-- EXERCISE DESCRIPTION --
Answer these questions from the labeling thread:
(a) Which results does Galen Weld say could be excluded if space is tight?
(b) How many per label type does aileenzeng think would be doable?
(c) What does aileenzeng remember as one of the more time-consuming parts?

-- SELECTED EXCERPT --
+===+

On Apr 22, 2019, at 11:45 AM, Galen Weld notifications@github.com wrote:

I'll let @aileenzeng comment on how many to review, because she seems to be the expert.

It doesn't seem like true positives are as useful, so we can exclude them if we're tight on space, but it's easy to get them anyhow.

I certainly think we should do this for pre-crop as well as fore the full-scene labeling, although it occurs to me that for the full-scene labeling analysis we may want to do a less structured/more qualitative overall analysis of some labeled panos in their entirety, find some interesting repeated themes, and include examples with comments.

Either way, I'll tweak the model code right now so that it's easy to get as many examples of each type as we want.

— You are receiving this because you authored the thread. Reply to this email directly, view it on GitHub, or mute the thread.

aileenzeng commented 5 years ago

I think doing ~50/label type would be doable. Would I be receiving a big folder with all the images and all I would have to do is review them? (If this is the case, I could probably be able to do more, because I remember one of the more time consuming parts for me was individually loading all the label Ids).

+===+

[Collected data]
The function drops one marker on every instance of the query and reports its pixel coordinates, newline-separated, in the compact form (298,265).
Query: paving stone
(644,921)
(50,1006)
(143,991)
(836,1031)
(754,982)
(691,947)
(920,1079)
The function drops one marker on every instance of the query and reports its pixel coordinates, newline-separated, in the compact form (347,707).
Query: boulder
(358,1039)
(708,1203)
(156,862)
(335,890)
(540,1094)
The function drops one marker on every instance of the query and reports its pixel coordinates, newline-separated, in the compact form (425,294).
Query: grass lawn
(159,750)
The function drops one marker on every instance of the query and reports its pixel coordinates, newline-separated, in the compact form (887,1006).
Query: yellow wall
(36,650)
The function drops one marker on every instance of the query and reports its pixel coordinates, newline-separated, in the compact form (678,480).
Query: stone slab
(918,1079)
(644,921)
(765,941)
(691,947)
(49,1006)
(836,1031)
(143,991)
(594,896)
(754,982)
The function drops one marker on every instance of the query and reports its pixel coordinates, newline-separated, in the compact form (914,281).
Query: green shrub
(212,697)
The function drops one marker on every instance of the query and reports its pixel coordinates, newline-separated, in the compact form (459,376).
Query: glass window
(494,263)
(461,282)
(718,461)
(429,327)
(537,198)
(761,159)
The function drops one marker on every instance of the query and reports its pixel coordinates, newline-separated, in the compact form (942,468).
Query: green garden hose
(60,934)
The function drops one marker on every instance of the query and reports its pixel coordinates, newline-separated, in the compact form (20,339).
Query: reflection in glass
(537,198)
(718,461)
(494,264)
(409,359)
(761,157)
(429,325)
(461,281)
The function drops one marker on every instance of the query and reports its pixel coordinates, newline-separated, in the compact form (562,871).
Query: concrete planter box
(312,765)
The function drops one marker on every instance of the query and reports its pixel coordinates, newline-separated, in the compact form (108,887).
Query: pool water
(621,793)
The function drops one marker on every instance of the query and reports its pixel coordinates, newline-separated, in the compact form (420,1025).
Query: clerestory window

+===+

-- THE OUTPUT --
(a) True positives.
(b) About 50 per label type.
(c) Individually loading all the label Ids.